Provided passage -
--- START ---

Tuesday, February 01, 2011

On UML as a Modeling Standard for Internal IT Purposes

UML has evolved into a very large and fairly comprehensive Standard (http://www.uml.org/). The size and complexity allows it to be applied to most IT problems and also can create problems of it's own.

I do believe that it could be used to solve some of the problems I see in my day-to-day job and, with proper application, solve some of the problems I face.

'What we've got here is (a) failure to communicate' 
- from 'Cool Hand Luke'. 

Communication problems are the crux of the matter as I see it and come in two basic forms; challenges between two or more people trying to communicate an idea or situation at a point in time and also over time. In the first case there is an opportunity for the two parties to interact and discuss. In the second case that is not typically the case; a document is created and then read months or years later. The original author may no longer be with the company.

Aspects of the problem I see are:
  1. Integrity (correctness and completeness), 
  2. Comprehensibility (succinctness and semantics), 
  3. Usability (navigation and accessibility)

Before I go into these in more detail and describe how UML may fit into the solution, I need to define a scope of applicability - the context within which I am think about this. In my current job I deal mostly with IT investments, processes, business systems (solutions), and requirements. I don't often deal with software architectures (the deep structures of software inside those business solutions), or the deep details of deployment. I also usually only deal with the results of the business requirements process and not the detailed creation of them.

Very often the results of my work (or of a team of people with whom I work) is depicted in the form of diagrams within a PowerPoint. Although the diagrams titles are used over and over again (business context, system context, and anything followed by the word architecture), there are no common rules about what goes into them, no common definitions for what lines and boxes mean, and very little consistency across teams, or time. My common tools for creating and managing this information are: Visio, Excel, Word, PowerPoint, and Sharepoint. All though we do get a lot done with these tools, there are challenges with the integrity, comprehensibility and usability of the resulting documents. Let me illustrate with a Visio example.

--- END ---

Stated task 1 - Revise the records from the line containing "The response SHOULD carry one point per instance of the blurred" through the end of the records, replacing "dry leaf" with "fallen leaf" and leaving everything else unchanged. Return only those lines.
The text and the records have no connection to each other.

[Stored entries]
--- START ---

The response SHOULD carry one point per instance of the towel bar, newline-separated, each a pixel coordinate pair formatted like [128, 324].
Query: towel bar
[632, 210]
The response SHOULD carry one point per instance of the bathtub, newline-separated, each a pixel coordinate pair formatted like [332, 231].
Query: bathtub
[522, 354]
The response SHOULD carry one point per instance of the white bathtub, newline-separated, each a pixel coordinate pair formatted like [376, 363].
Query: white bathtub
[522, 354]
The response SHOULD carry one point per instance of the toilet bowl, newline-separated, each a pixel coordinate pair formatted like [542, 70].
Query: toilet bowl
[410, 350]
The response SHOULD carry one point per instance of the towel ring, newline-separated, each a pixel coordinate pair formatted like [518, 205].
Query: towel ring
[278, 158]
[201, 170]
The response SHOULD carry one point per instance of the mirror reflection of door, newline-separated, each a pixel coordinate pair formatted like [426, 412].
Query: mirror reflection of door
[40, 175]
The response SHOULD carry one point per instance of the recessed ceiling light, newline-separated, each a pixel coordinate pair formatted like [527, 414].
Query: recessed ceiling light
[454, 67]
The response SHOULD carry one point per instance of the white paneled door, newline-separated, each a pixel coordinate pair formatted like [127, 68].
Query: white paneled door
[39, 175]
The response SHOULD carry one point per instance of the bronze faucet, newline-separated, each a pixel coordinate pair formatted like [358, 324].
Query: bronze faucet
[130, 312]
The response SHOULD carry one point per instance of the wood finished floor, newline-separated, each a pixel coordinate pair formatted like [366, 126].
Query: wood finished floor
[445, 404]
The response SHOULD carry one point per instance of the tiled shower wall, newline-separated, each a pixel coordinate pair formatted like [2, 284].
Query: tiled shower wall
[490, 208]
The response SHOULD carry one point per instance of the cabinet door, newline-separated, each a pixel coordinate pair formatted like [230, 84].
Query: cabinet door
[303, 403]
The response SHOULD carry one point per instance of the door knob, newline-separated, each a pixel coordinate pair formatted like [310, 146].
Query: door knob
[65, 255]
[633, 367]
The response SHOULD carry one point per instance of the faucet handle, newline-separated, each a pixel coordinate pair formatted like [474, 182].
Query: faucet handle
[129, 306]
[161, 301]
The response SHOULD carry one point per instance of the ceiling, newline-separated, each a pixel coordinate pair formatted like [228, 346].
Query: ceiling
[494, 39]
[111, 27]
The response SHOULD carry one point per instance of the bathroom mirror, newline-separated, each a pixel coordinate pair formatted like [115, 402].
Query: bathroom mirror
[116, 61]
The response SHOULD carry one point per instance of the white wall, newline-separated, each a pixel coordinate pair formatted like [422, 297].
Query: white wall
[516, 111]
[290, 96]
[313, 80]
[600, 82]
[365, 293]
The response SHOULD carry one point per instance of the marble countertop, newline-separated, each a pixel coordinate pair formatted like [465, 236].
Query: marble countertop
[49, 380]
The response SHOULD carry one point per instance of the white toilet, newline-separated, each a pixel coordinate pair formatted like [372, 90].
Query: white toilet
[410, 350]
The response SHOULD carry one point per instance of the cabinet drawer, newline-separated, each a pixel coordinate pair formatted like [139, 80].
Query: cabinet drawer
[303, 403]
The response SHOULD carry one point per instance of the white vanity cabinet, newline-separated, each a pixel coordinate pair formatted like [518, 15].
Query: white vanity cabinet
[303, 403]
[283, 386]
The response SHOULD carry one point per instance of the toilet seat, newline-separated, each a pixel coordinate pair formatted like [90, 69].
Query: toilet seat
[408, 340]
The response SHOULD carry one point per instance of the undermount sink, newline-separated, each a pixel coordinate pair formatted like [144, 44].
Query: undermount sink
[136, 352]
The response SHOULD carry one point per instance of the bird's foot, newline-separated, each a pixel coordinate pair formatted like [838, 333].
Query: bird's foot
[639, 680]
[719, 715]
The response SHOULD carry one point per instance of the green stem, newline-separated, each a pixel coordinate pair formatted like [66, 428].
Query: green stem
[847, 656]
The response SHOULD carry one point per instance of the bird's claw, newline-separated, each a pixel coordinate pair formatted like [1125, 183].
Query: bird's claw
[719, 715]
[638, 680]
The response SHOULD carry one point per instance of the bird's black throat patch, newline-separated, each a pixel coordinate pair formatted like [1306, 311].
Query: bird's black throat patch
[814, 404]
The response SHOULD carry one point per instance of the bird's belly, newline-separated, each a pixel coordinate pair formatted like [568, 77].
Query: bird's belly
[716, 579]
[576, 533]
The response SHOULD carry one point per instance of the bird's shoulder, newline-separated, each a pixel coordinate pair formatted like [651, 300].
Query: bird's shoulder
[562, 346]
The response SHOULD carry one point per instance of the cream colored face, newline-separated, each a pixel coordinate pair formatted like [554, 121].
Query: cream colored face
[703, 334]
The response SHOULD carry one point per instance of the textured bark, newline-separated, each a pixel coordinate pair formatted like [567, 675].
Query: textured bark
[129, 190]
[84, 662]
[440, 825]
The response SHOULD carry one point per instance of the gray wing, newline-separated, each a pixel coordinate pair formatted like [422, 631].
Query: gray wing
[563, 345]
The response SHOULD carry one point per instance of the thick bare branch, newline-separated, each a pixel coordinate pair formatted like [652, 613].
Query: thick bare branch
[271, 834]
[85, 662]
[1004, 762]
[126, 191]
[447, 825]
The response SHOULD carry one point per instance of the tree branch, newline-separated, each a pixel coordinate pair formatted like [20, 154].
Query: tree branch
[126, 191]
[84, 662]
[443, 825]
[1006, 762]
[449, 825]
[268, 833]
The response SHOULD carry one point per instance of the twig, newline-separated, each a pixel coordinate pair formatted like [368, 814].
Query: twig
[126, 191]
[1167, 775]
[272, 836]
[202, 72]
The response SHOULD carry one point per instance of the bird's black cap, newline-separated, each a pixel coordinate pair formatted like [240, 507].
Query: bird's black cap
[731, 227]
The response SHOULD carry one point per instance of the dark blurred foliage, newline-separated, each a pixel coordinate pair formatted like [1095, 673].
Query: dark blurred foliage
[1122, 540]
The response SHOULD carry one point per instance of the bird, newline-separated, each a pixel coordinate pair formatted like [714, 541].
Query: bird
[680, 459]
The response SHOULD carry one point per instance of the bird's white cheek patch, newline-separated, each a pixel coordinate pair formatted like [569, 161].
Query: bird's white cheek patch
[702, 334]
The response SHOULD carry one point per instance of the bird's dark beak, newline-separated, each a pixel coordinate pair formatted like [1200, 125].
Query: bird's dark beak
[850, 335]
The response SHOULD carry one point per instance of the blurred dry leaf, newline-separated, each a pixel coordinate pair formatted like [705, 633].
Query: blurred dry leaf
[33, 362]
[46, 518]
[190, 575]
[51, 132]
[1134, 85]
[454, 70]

--- END ---

Stated task 2 - Translate this sentence from the post on UML into Spanish: "In my current job I deal mostly with IT investments, processes, business systems (solutions), and requirements."

Expected answer 1 -
The response SHOULD carry one point per instance of the blurred fallen leaf, newline-separated, each a pixel coordinate pair formatted like [705, 633].
Query: blurred fallen leaf
[33, 362]
[46, 518]
[190, 575]
[51, 132]
[1134, 85]
[454, 70]

Expected answer 2 - En mi trabajo actual me ocupo principalmente de inversiones en TI, procesos, sistemas de negocio (soluciones) y requisitos.